* _Try it_
Would you please restate every record exactly as written?

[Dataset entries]
########################################
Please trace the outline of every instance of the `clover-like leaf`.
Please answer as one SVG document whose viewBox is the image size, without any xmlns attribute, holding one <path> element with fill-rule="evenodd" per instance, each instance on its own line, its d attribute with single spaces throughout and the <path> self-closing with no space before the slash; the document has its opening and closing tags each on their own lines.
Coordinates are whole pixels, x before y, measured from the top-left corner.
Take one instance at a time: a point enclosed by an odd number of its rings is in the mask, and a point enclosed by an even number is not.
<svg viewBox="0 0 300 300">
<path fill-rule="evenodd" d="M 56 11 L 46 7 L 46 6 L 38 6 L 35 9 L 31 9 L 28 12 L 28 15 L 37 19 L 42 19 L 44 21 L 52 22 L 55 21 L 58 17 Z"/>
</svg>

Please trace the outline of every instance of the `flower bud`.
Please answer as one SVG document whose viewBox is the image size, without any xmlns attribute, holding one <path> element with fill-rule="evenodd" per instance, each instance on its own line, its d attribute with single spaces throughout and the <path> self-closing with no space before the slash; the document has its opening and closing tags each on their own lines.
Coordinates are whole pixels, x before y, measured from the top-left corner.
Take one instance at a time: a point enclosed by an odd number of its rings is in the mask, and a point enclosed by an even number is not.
########################################
* _Response area_
Please trace the outline of every instance of the `clover-like leaf`.
Please answer as one SVG document whose viewBox is the image size, without any xmlns attribute, holding one <path> element with fill-rule="evenodd" per instance, each instance on its own line, its d attribute with single spaces throughout and the <path> self-closing with no space before the slash; the document has its opening and closing tags each on their own lines.
Coordinates are whole pixels, x before y, measured from the top-left corner.
Take one instance at a time: a point enclosed by an odd number of its rings is in the mask, and a point enclosed by an even number is not.
<svg viewBox="0 0 300 300">
<path fill-rule="evenodd" d="M 56 11 L 46 7 L 46 6 L 38 6 L 35 9 L 31 9 L 28 12 L 28 15 L 37 19 L 42 19 L 44 21 L 52 22 L 55 21 L 58 17 Z"/>
</svg>

Please trace the outline of every instance of the `flower bud`.
Please answer as one SVG document whose viewBox is the image size, without any xmlns attribute, holding one <path> element with fill-rule="evenodd" per instance, each instance on its own line, its d attribute with single spaces throughout and the <path> self-closing with no space before the slash; the document has its opening and closing tags each on their own lines.
Coordinates are whole pixels, x before y, measured from the top-left corner.
Take one instance at a time: a point enclosed by an odd number of its rings is in the mask, and a point enclosed by an even number is not.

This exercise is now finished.